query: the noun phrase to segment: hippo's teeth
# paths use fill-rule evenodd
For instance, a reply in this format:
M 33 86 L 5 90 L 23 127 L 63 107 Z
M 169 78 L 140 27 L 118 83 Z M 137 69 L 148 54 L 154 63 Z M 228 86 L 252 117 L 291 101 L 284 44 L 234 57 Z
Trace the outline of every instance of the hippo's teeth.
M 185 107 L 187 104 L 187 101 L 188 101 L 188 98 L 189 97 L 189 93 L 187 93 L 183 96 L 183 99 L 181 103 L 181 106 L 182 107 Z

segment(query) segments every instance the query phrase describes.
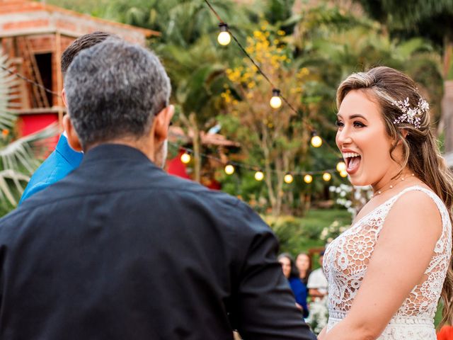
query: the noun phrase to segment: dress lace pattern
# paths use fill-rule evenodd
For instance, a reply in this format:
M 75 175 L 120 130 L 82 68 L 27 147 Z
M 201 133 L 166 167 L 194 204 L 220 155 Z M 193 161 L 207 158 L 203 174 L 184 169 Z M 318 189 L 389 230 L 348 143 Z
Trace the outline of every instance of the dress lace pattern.
M 434 315 L 452 254 L 452 225 L 440 198 L 420 186 L 406 188 L 379 205 L 327 247 L 323 261 L 324 273 L 328 281 L 327 332 L 349 312 L 392 205 L 401 195 L 413 190 L 425 193 L 436 203 L 442 217 L 442 232 L 425 271 L 426 280 L 413 288 L 378 340 L 436 339 Z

━━━━━━━━━━

--- Aim ---
Please retype all of the entries above exactly as they appear, leaving the pictures out of your answer.

--- The reply ---
query: the noun phrase to segment: hippo's teeth
# paths use fill-rule evenodd
For instance, a reply in this format:
M 33 86 L 5 90 L 23 127 L 63 107 Z
M 169 78 L 140 27 L 118 83 Z M 137 69 L 148 54 L 154 63 Z M 228 86 L 252 117 L 291 101 L 284 44 L 234 57 Z
Trace the outline of every instance of the hippo's teeth.
M 185 107 L 187 104 L 187 101 L 188 101 L 188 98 L 189 97 L 189 93 L 187 93 L 183 96 L 183 99 L 181 103 L 181 106 L 182 107 Z

segment(query) segments every instance the query phrase describes.
query: the noun phrase to segment: dress lace pattern
# paths use fill-rule evenodd
For instance, a reply in this format:
M 75 175 L 120 130 L 82 68 L 27 147 Z
M 201 133 L 166 167 L 194 204 L 220 155 Z M 193 161 L 207 158 L 203 174 L 184 169 Z M 318 189 L 389 230 L 348 143 Z
Trace the outline of every instance of the dress lace pattern.
M 434 315 L 452 254 L 452 225 L 440 198 L 420 186 L 406 188 L 379 205 L 327 247 L 323 261 L 324 273 L 328 281 L 327 332 L 349 312 L 392 205 L 401 195 L 413 190 L 425 193 L 436 203 L 442 217 L 442 232 L 425 271 L 426 280 L 413 288 L 378 340 L 436 339 Z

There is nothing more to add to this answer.